**EXERCISE AIM**
Every line with the string "houseplant" should be copied from the data.

Collected data entries:
# # # # #

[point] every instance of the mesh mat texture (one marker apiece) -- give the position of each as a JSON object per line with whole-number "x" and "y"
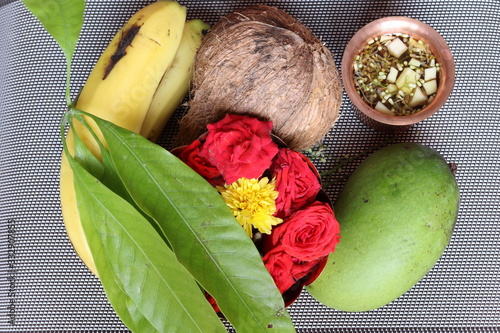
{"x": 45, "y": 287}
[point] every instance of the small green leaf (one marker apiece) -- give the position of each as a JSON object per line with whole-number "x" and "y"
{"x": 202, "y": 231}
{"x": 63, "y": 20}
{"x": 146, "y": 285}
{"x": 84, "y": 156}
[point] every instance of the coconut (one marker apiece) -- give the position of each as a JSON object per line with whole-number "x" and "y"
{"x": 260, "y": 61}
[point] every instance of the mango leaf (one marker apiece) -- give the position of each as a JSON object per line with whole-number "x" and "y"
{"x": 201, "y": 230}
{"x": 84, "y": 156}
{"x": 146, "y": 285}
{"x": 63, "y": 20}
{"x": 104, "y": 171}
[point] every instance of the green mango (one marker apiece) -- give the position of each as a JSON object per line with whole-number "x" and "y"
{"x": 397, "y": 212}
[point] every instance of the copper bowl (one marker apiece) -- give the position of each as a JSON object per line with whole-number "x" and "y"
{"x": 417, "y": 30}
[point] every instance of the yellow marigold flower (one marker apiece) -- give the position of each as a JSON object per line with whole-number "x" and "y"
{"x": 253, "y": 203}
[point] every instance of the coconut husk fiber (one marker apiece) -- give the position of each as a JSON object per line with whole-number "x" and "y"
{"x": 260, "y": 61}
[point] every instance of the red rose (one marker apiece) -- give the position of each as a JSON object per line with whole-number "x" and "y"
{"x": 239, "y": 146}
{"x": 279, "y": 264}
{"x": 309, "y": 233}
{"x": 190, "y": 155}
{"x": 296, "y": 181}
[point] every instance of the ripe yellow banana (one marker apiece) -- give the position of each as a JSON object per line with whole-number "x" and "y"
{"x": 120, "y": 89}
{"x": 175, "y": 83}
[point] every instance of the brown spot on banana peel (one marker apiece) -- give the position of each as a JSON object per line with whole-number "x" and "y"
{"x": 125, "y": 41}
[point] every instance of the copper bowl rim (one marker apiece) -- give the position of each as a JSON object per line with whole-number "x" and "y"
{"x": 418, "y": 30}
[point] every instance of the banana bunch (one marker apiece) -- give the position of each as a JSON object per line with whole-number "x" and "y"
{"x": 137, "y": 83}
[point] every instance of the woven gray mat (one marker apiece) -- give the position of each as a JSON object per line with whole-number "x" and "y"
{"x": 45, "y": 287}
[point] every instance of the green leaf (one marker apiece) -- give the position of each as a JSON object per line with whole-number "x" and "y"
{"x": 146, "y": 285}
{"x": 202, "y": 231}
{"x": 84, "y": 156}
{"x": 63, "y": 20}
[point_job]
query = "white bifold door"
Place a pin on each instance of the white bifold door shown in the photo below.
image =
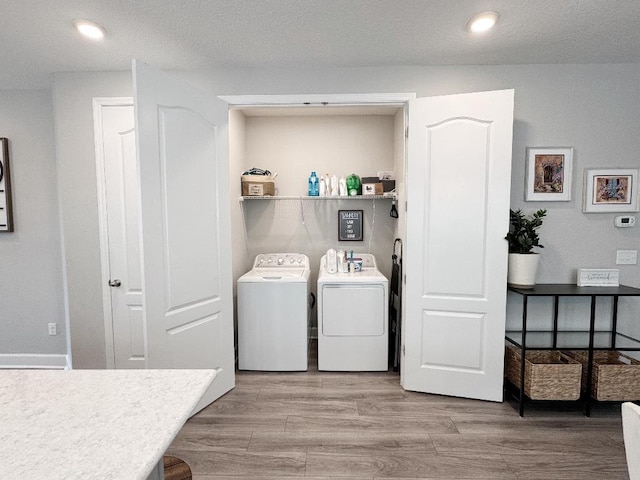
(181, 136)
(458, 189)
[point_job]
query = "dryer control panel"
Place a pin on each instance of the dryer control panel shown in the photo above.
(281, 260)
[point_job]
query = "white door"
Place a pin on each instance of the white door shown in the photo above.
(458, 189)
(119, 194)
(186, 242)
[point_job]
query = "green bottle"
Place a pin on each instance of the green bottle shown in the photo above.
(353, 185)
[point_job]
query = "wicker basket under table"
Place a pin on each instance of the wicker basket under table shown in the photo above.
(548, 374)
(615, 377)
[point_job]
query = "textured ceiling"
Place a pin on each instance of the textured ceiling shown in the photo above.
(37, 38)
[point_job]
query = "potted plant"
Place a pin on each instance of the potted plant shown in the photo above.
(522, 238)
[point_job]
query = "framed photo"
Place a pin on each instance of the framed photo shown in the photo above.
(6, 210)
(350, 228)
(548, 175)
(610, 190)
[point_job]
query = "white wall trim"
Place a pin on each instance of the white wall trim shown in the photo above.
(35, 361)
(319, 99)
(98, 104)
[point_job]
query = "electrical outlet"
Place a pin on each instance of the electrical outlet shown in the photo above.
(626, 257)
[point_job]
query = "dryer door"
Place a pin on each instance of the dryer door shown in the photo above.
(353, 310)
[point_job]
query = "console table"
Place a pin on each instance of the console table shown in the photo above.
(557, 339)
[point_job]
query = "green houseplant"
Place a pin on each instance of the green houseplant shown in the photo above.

# # # # #

**THE ANSWER**
query = "green houseplant"
Place a pin on each instance of the green houseplant shown in the photo above.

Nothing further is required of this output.